Report each line of the listing below that contains the string "stem".

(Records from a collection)
## start

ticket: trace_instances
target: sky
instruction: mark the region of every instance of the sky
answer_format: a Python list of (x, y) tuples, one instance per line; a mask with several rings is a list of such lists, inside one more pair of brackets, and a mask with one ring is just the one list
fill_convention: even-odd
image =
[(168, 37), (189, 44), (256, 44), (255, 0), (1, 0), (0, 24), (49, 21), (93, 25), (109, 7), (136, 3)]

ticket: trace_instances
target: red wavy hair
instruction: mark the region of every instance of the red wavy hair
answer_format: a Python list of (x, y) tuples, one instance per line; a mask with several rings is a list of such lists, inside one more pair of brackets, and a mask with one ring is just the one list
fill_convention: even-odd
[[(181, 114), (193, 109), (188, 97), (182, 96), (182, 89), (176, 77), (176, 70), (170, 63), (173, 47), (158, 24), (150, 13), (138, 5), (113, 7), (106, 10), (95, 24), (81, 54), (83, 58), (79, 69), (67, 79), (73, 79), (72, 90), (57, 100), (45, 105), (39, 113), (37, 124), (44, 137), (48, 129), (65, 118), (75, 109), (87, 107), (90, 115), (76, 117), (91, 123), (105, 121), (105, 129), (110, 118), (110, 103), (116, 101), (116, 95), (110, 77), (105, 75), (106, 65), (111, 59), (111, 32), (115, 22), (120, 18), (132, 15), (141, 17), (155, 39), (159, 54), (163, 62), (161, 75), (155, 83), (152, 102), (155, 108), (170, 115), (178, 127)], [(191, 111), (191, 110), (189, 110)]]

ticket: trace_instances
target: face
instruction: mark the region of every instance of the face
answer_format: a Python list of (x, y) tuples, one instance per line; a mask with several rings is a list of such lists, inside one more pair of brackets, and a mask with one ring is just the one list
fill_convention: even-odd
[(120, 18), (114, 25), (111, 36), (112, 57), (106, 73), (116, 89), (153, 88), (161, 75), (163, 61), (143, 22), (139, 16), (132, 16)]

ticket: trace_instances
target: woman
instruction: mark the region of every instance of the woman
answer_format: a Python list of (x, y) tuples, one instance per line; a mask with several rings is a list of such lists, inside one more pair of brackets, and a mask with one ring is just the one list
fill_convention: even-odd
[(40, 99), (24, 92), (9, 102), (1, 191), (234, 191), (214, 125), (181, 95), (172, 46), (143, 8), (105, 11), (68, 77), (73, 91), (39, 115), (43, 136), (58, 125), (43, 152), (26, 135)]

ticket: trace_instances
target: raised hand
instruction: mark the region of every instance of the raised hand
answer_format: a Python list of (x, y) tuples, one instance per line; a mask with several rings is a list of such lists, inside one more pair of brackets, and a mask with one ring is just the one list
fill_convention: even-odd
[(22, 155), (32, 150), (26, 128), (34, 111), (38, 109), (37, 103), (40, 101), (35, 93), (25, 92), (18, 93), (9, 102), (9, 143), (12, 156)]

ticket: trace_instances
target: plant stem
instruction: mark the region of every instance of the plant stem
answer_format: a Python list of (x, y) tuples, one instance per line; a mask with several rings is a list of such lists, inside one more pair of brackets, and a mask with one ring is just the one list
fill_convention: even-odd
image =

## end

* _RESPONSE BELOW_
target: plant stem
instruction: mark the region of every instance of the plant stem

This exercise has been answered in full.